*Task:*
Print, verbatim, the part of the NumPy transpose question that runs from "Handling a model" up to and including "A = np.random.random((9999, 10001))".

*Source document:*
<<<<
How to avoid huge overhead of single-threaded NumPy's transpose?
Asked Answered
K

1

5

I currently encounter huge overhead because of NumPy's transpose function. I found this function virtually always run in single-threaded, whatever how large the transposed matrix/array is. I probably need to avoid this huge time cost.

To my understanding, other functions like np.dot or vector increment would run in parallel, if numpy array is large enough. Some element-wise operations seems to be better parallelized in package numexpr, but numexpr probably couldn't handle transpose.

I wish to learn what is the better way to resolve problem. To state this problem in detail,

  • Sometimes NumPy runs transpose ultrafast (like B = A.T) because the transposed tensor is not used in calculation or be dumped, and there is no need to really transpose data at this stage. When calling B[:] = A.T, that really do transpose of data.
  • I think a parallelized transpose function should be a resolution. The problem is how to implement it.
  • Hope the solution does not require packages other than NumPy. ctype binding is acceptable. And hope code is not too difficult to use nor too complicated.
  • Tensor transpose is a plus. Though techniques to transpose a matrix could be also utilized in specific tensor transpose problem, I think it could be difficult to write a universal API for tensor transpose. I actually also need to handle tensor transpose, but handling tensors could complicate this stackoverflow problem.
  • And if there's possibility to implement parallelized transpose in future, or there's a plan exists? Then there would be no need to implement transpose by myself ;)

Thanks in advance for any suggestions!


Current workarounds

Handling a model transpose problem (size of A is ~763MB) on my personal computer in Linux with 4-cores available (400% CPU in total).

A = np.random.random((9999, 10001))
B = np.random.random((10001, 9999))
D = np.random.random((9999, 10001))

The current workarounds seems not to be effective enough. Generally, it should see about 3x~4x speedup if fully parallelized on a 4-core CPU, but the code I've written only gains about 1.5x.

Baseline: Naive Transpose (~255 ms)

B[:] = A.T   # ~255 ms, time for transpose
D[:] = A[:]  # ~ 65 ms, time for coping data

It's intersting to find that if A is 10000 * 10000 square matrix, then transpose time will be increased to ~310ms. I don't know what happens here. Even the time cost of C/ctypes binding function will be affected (slower) if matrix is square.
>>>>
*Material:*
<<<<
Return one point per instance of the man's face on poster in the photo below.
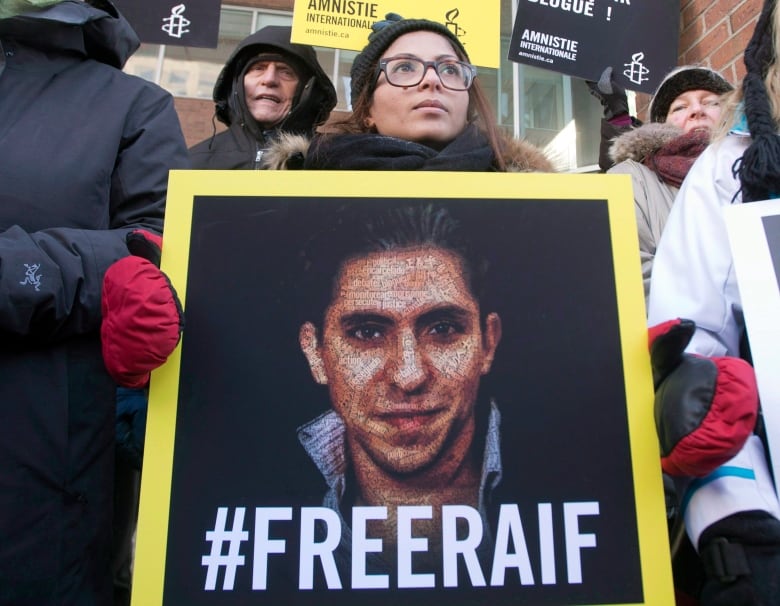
(402, 352)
>>>>
*The completed task:*
Handling a model transpose problem (size of A is ~763MB) on my personal computer in Linux with 4-cores available (400% CPU in total).

A = np.random.random((9999, 10001))